## Text block
########################################

Citing a changed healthcare landscape, Duluth, Minn.-based Essentia Health will add 32 intensive care unit beds to its Vision Northland hospital project.
Adding the 32 ICU beds represents a 10 percent increase in patient rooms and will bring the total cost of the project to $915 million, according to the Star Tribune. The Vision Northland project calls for building a replacement facility for the health system's St. Mary's Medical Center in Duluth.
Essentia was going to leave one of the planned inpatient floors empty, but the COVID-19 pandemic illustrated a need for more ICU beds, according to hospital officials.
"There has been a general shortage of staffed ICU beds across the country, and by doing this now it ensures that we'll be better prepared to meet those needs," Jon Pryor, MD, president of the health system's eastern region, told the Star Tribune.

########################################

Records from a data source
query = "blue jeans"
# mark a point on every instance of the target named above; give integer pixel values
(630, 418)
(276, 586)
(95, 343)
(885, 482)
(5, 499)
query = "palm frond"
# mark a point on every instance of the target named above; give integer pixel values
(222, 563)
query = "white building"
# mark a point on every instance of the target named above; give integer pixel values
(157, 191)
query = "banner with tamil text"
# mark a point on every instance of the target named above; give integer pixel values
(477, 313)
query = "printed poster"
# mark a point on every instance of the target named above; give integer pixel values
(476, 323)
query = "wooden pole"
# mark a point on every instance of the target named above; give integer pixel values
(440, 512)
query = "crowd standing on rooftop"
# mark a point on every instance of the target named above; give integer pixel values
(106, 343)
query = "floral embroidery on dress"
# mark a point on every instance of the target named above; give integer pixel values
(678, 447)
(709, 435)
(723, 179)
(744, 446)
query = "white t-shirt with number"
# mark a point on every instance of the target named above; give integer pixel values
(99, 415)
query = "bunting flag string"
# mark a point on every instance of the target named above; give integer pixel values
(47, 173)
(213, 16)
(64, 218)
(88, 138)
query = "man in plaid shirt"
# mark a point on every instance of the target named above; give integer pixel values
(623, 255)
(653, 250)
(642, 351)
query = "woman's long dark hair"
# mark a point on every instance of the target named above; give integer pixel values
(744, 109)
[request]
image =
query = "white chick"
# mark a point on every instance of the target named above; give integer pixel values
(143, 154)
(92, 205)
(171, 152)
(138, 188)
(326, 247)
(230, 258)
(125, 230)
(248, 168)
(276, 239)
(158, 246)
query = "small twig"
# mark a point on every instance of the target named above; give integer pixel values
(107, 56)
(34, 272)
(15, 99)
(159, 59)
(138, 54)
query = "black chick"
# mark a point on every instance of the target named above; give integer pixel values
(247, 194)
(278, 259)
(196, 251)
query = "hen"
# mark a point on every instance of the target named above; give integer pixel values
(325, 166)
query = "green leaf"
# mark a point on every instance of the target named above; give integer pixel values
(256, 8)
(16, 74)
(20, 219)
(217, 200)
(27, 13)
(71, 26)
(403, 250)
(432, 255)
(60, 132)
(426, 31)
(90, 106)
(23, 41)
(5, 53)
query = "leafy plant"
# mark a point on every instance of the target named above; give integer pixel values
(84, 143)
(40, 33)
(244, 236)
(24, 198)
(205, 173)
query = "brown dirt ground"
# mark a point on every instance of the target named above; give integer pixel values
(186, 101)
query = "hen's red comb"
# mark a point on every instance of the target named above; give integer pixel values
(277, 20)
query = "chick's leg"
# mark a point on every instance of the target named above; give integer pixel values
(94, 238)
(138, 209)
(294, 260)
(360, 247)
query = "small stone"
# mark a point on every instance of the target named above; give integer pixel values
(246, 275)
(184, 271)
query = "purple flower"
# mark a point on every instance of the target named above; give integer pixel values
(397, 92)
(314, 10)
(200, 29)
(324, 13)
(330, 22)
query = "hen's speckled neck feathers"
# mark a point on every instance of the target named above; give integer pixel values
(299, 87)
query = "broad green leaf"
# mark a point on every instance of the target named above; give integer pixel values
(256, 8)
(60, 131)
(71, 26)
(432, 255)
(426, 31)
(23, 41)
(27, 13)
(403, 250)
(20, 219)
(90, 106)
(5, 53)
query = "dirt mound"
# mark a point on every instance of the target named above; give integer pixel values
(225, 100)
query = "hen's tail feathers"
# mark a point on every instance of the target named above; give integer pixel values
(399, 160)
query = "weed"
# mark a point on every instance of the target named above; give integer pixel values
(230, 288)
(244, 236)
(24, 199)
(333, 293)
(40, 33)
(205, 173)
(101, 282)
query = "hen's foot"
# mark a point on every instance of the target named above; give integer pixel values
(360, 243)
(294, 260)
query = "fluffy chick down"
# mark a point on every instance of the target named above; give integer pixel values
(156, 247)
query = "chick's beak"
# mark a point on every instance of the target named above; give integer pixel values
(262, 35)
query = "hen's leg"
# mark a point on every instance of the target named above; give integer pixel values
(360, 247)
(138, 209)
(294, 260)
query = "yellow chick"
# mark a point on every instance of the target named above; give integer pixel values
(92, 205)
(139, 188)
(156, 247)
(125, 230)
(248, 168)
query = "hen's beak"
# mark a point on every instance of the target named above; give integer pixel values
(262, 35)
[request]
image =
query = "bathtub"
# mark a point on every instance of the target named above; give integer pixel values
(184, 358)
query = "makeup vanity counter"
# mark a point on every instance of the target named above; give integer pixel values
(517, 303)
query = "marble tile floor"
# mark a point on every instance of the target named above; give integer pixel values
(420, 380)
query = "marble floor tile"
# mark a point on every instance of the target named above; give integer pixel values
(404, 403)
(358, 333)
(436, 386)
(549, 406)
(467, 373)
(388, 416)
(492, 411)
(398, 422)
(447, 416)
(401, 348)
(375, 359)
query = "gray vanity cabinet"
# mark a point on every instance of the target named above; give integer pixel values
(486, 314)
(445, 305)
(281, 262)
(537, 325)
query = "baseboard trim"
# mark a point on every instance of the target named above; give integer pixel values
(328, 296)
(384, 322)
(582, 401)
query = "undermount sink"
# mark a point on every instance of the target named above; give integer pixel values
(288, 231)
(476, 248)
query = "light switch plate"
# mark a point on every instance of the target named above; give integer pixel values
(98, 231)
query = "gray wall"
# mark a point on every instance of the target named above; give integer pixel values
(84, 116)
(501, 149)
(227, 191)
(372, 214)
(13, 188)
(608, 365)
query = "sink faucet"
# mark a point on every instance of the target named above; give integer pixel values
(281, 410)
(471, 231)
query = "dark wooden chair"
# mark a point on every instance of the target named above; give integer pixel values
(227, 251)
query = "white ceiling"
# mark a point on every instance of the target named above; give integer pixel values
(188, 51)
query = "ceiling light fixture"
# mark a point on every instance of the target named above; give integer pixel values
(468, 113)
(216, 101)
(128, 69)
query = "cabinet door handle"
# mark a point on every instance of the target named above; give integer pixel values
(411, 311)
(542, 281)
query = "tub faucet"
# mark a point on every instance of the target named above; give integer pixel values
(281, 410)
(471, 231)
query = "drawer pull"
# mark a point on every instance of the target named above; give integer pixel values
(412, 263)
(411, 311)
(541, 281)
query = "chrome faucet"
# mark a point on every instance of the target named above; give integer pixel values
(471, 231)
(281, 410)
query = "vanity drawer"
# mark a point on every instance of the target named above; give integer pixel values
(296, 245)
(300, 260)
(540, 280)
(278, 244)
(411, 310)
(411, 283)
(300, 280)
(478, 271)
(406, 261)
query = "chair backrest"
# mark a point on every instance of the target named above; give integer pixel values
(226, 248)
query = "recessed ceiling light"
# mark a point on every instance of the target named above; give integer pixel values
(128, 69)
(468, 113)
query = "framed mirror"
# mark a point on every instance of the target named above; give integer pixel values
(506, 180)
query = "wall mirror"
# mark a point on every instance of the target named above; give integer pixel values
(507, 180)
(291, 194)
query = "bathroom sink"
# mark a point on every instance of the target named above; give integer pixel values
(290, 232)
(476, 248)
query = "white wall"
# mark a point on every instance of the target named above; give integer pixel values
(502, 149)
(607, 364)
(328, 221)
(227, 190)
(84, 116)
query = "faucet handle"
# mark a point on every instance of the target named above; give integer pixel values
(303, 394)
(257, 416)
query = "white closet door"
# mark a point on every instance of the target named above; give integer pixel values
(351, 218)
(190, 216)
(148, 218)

########################################

## Assignment A
Reproduce the part of the article on Essentia Health's ICU beds from "Essentia was going" to "told the Star Tribune.".
## Assignment B
Continue the article on Essentia Health's Vision Northland ICU expansion from the point where it stops.

## Exercise result A
Essentia was going to leave one of the planned inpatient floors empty, but the COVID-19 pandemic illustrated a need for more ICU beds, according to hospital officials.
"There has been a general shortage of staffed ICU beds across the country, and by doing this now it ensures that we'll be better prepared to meet those needs," Jon Pryor, MD, president of the health system's eastern region, told the Star Tribune.

## Exercise result B
The addition of the 32 rooms will bring the total to 342 single-patient rooms at St. Mary's Medical Center. There will be one double-occupancy room in the neonatal ICU for twins.
"We are taking advantage of construction being underway already instead of waiting and remodeling later," Dan Cebelinski, Essentia's director of facilities, said in a news release. "This will result in less disruption to the day-to-day flow in a busy hospital and provide a more peaceful atmosphere for our patients."
The new hospital is expected to open in 2023. The current hospital will be demolished when the new one opens.